• **Data for processing**:

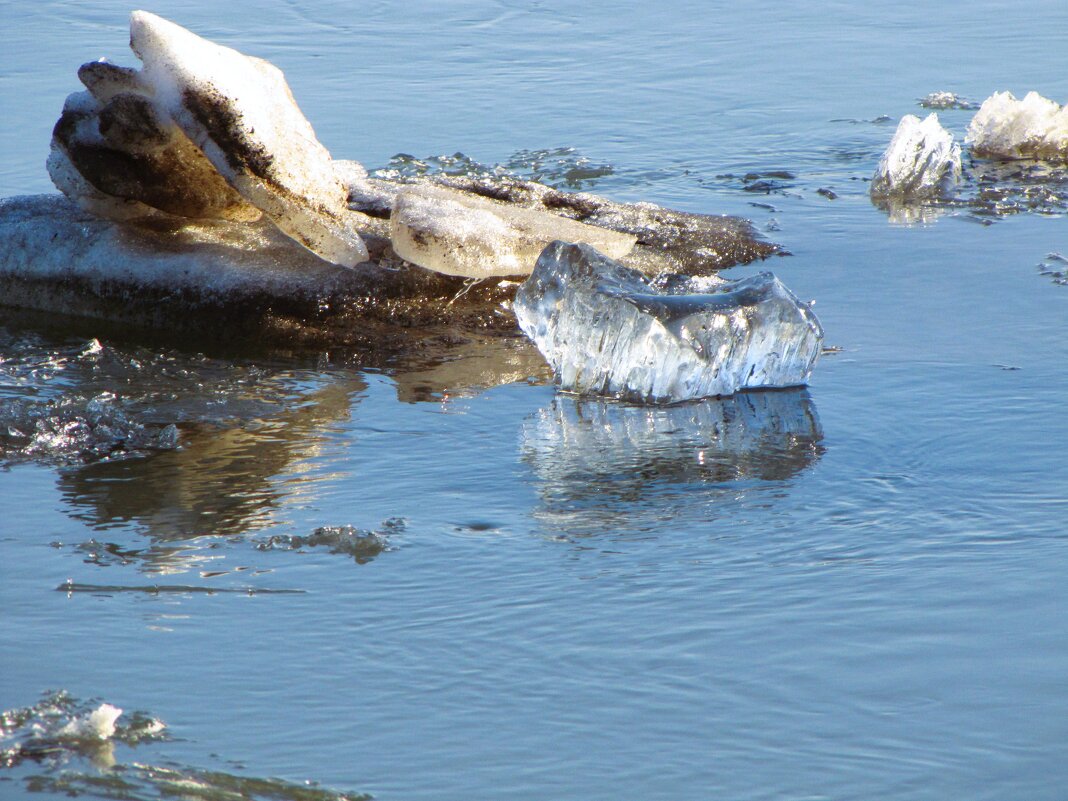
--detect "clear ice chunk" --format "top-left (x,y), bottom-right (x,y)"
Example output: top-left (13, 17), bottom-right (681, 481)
top-left (870, 113), bottom-right (961, 199)
top-left (390, 185), bottom-right (638, 279)
top-left (964, 92), bottom-right (1068, 160)
top-left (514, 241), bottom-right (823, 403)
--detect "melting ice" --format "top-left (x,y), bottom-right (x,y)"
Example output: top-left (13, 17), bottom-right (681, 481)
top-left (515, 241), bottom-right (823, 403)
top-left (390, 186), bottom-right (638, 278)
top-left (48, 11), bottom-right (368, 267)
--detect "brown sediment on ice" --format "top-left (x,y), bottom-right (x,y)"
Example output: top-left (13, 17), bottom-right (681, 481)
top-left (0, 182), bottom-right (779, 350)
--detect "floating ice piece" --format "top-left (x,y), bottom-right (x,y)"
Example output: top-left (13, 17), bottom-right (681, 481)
top-left (130, 11), bottom-right (367, 267)
top-left (515, 241), bottom-right (823, 403)
top-left (920, 91), bottom-right (978, 111)
top-left (964, 92), bottom-right (1068, 160)
top-left (390, 185), bottom-right (638, 279)
top-left (48, 62), bottom-right (260, 221)
top-left (59, 704), bottom-right (123, 740)
top-left (870, 113), bottom-right (961, 198)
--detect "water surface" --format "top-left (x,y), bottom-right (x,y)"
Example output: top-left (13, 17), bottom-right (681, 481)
top-left (0, 0), bottom-right (1068, 801)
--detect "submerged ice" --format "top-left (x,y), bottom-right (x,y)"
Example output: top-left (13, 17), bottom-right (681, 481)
top-left (515, 241), bottom-right (823, 403)
top-left (390, 185), bottom-right (638, 278)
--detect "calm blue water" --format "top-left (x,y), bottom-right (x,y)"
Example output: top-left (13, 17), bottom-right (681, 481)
top-left (0, 0), bottom-right (1068, 801)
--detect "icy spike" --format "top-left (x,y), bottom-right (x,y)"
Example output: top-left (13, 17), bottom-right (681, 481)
top-left (515, 241), bottom-right (823, 403)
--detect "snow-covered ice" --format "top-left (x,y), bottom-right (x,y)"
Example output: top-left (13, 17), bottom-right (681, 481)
top-left (514, 241), bottom-right (823, 403)
top-left (390, 185), bottom-right (637, 278)
top-left (48, 11), bottom-right (368, 267)
top-left (870, 113), bottom-right (961, 199)
top-left (964, 92), bottom-right (1068, 160)
top-left (47, 61), bottom-right (261, 221)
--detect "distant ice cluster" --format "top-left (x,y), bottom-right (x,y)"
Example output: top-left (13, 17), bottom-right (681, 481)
top-left (870, 92), bottom-right (1068, 213)
top-left (871, 113), bottom-right (961, 198)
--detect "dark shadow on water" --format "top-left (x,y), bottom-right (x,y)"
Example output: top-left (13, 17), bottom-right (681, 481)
top-left (59, 375), bottom-right (366, 559)
top-left (521, 389), bottom-right (824, 536)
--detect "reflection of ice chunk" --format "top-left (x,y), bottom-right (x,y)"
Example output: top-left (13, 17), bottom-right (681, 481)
top-left (515, 242), bottom-right (823, 403)
top-left (520, 390), bottom-right (823, 537)
top-left (59, 704), bottom-right (123, 740)
top-left (871, 114), bottom-right (961, 198)
top-left (965, 92), bottom-right (1068, 159)
top-left (390, 185), bottom-right (637, 278)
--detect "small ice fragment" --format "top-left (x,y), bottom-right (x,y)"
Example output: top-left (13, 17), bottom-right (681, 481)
top-left (964, 92), bottom-right (1068, 160)
top-left (390, 185), bottom-right (638, 278)
top-left (59, 704), bottom-right (123, 740)
top-left (130, 11), bottom-right (367, 267)
top-left (920, 91), bottom-right (978, 111)
top-left (870, 113), bottom-right (961, 198)
top-left (514, 241), bottom-right (823, 403)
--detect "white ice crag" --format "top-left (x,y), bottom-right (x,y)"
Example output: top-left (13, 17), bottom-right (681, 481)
top-left (48, 11), bottom-right (367, 267)
top-left (390, 185), bottom-right (638, 279)
top-left (870, 113), bottom-right (961, 199)
top-left (514, 241), bottom-right (823, 403)
top-left (59, 704), bottom-right (123, 740)
top-left (964, 92), bottom-right (1068, 160)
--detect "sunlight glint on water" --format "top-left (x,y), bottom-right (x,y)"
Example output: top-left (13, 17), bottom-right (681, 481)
top-left (0, 0), bottom-right (1068, 801)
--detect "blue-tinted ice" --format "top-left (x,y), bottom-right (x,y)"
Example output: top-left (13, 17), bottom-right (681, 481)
top-left (515, 241), bottom-right (823, 403)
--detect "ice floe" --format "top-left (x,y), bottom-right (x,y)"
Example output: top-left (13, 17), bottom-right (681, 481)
top-left (870, 92), bottom-right (1068, 223)
top-left (515, 241), bottom-right (823, 403)
top-left (965, 92), bottom-right (1068, 160)
top-left (870, 113), bottom-right (961, 198)
top-left (48, 11), bottom-right (368, 267)
top-left (920, 91), bottom-right (979, 111)
top-left (0, 11), bottom-right (818, 403)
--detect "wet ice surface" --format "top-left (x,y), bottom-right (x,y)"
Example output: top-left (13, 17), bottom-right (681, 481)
top-left (6, 0), bottom-right (1068, 801)
top-left (514, 241), bottom-right (823, 403)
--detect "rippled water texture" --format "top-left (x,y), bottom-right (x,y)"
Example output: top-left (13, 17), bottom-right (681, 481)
top-left (0, 0), bottom-right (1068, 801)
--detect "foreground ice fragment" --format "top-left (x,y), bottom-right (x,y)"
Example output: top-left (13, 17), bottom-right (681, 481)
top-left (130, 11), bottom-right (367, 267)
top-left (871, 113), bottom-right (961, 198)
top-left (390, 185), bottom-right (638, 279)
top-left (515, 241), bottom-right (823, 403)
top-left (965, 92), bottom-right (1068, 159)
top-left (48, 61), bottom-right (260, 221)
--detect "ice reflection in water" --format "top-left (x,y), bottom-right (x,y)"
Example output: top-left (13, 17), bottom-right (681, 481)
top-left (521, 389), bottom-right (823, 536)
top-left (60, 374), bottom-right (366, 551)
top-left (393, 336), bottom-right (552, 403)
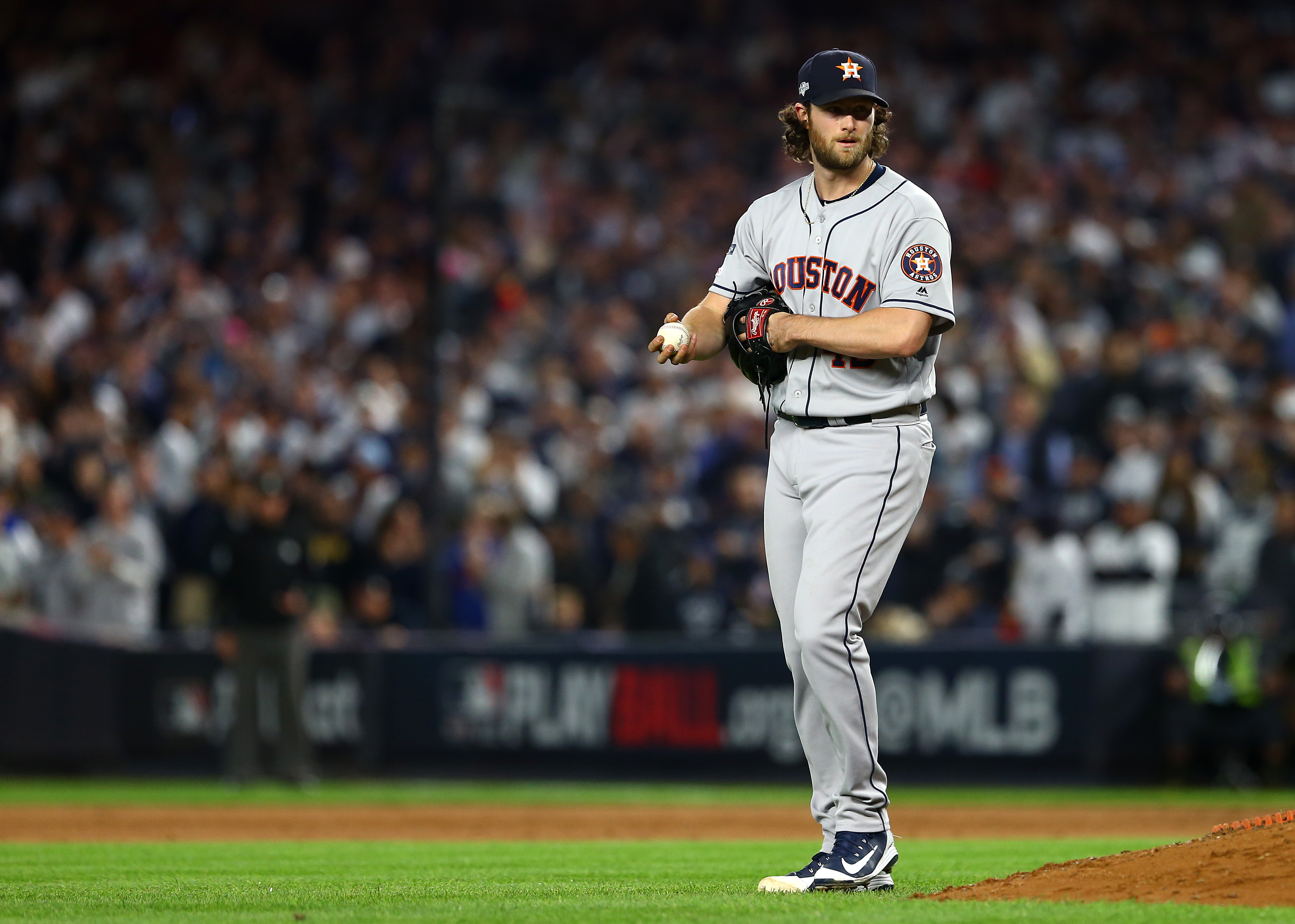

• **What the exercise asks**: Find every line in the records that contains the string "reflection", matching case exactly, and copy each of those lines.

• **Final result**:
--detect "reflection of ice chunk" --format "top-left (x,y), bottom-right (x,y)"
--detect "ice reflection in water" --format "top-left (x,y), bottom-right (x,y)"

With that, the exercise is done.